§ **Exercise instructions**:
Type out every line below exactly as it reads.

--------------------

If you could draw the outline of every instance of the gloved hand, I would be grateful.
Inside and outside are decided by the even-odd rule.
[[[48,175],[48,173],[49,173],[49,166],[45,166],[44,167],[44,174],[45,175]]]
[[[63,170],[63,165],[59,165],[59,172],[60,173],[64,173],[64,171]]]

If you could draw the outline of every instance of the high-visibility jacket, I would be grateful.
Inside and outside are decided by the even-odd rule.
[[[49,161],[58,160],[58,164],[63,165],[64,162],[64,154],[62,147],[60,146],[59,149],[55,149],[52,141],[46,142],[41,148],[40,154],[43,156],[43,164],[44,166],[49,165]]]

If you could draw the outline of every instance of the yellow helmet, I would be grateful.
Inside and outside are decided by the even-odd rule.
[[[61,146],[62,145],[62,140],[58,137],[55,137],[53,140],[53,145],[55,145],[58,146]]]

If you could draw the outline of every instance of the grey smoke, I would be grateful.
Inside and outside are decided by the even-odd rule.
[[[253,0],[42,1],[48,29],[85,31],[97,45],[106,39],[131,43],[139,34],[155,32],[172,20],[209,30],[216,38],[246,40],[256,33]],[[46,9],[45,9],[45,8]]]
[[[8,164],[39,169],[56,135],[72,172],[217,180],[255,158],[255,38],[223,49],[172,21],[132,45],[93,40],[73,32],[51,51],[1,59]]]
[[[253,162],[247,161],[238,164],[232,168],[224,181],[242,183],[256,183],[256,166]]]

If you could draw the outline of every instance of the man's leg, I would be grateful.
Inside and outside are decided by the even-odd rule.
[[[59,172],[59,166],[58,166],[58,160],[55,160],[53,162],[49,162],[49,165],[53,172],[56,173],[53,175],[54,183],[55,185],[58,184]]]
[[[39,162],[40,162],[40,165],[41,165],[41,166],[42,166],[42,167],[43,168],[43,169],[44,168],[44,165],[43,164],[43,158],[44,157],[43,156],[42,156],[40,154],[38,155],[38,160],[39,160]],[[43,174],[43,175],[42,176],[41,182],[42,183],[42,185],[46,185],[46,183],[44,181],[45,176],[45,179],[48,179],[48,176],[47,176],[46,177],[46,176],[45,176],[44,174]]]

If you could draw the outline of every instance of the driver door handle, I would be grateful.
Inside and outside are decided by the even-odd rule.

--------------------

§ **Complete answer**:
If you could draw the outline of every instance of the gloved hand, I would be grateful.
Inside and outside are decided by the even-odd rule.
[[[48,175],[48,173],[49,173],[49,166],[45,166],[44,167],[44,174],[45,175]]]
[[[63,170],[63,165],[59,165],[59,172],[60,173],[64,173],[64,171]]]

If you could draw the outline of every instance of the high-visibility jacket, I would be grateful.
Inside and outside are decided by the even-odd rule.
[[[49,161],[58,160],[58,164],[63,165],[64,162],[64,154],[62,147],[60,146],[59,149],[55,149],[52,141],[46,142],[41,148],[40,154],[43,156],[43,164],[44,166],[49,165]]]

If you could draw the outline of every instance of the yellow helmet, I would be grateful.
Inside and outside are decided by the even-odd rule.
[[[61,146],[62,145],[62,140],[58,137],[55,137],[53,140],[53,145],[55,145],[58,146]]]

If you could draw the outline of every instance of the grey smoke, I would be grateful.
Inside and outside are decided by the even-odd rule.
[[[253,0],[42,1],[48,29],[85,31],[97,45],[106,39],[131,43],[139,34],[155,32],[172,20],[209,30],[216,38],[246,40],[256,33]],[[46,9],[45,9],[45,8]]]
[[[8,164],[39,169],[56,135],[72,172],[217,180],[255,158],[255,38],[223,49],[172,21],[132,45],[93,40],[73,32],[51,51],[1,59]]]
[[[253,162],[247,161],[238,164],[232,168],[224,181],[242,183],[256,183],[256,166]]]

If you could draw the outline of every instance of the man's leg, I would be grateful.
Inside and outside are decided by the even-odd rule.
[[[59,172],[59,166],[58,166],[58,160],[55,160],[53,162],[49,162],[49,165],[53,172],[56,173],[53,175],[54,183],[55,185],[58,184]]]
[[[39,162],[40,162],[40,165],[41,165],[41,166],[42,166],[42,167],[43,168],[43,169],[44,168],[44,165],[43,164],[43,158],[44,157],[43,156],[42,156],[40,154],[38,155],[38,160],[39,160]],[[43,174],[43,175],[42,176],[41,182],[42,183],[42,185],[46,185],[46,183],[44,181],[45,176],[45,179],[48,179],[48,176],[47,176],[46,177],[46,176],[45,176],[44,174]]]

If you could draw the outline of every instance of the driver door handle, I would be grateful.
Inside and outside are decided by the even-odd rule.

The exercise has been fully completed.